• _Document section_
________________

In a recent project, I desperately needed an RTF to HTML converter written in PHP. Googling around turned up some matches, but I could not get them to work properly. Also, one of them called passthru() to use a RTF2HTML executable, which is something I didn’t want. I was looking for a RTF2HTML converter written purely in PHP.

Since I couldn’t find anything ready-made, I sat down and coded one up myself. It’s short, and it works, implementing the subset of RTF tags that you’ll need in HTML and ignoring the rest. As it turns out, the RTF format isn’t that complicated when you really look at it, but it isn’t something you code a parser for in 15 minutes either.

How to use it

Include the file rtf.php somewhere in your project. Then do this:

$reader = new RtfReader();
$rtf = file_get_contents("test.rtf"); // or use a string
$reader->Parse($rtf);

If you’d like to see what the parser read, then call this:

$reader->root->dump();

To convert the parser’s parse tree to HTML, call this:

$formatter = new RtfHtml();
echo $formatter->Format($reader->root);

Update 3 Sep ’14:

  • Fixed bug: underlining would start but never end. Now it does.
  • Feature request: images are now filtered out of the output.

Update 13 Aug ’15:

This project is now on Github.

The code

 
/**
  * RTF parser/formatter
  *
  * This code reads RTF files and formats the RTF data to HTML.

________________

• _Given information_
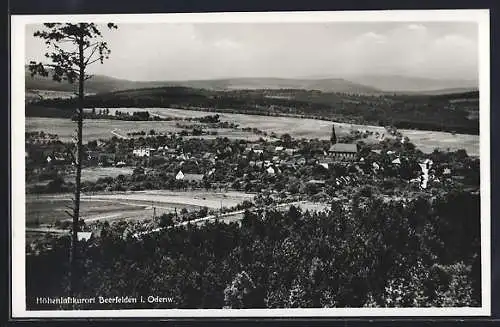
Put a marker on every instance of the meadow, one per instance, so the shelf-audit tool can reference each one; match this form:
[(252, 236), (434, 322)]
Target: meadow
[(426, 141)]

________________

• _Problems and tasks_
[1] In the RTF converter page, what bug did the 3 Sep '14 update fix?
[2] Duplicate the passage of the RTF converter page starting with "If you’d like" and going on through "Now it does.".

• _Full solutions_
[1] Underlining would start but never end.

[2]
If you’d like to see what the parser read, then call this:

$reader->root->dump();

To convert the parser’s parse tree to HTML, call this:

$formatter = new RtfHtml();
echo $formatter->Format($reader->root);

Update 3 Sep ’14:

  • Fixed bug: underlining would start but never end. Now it does.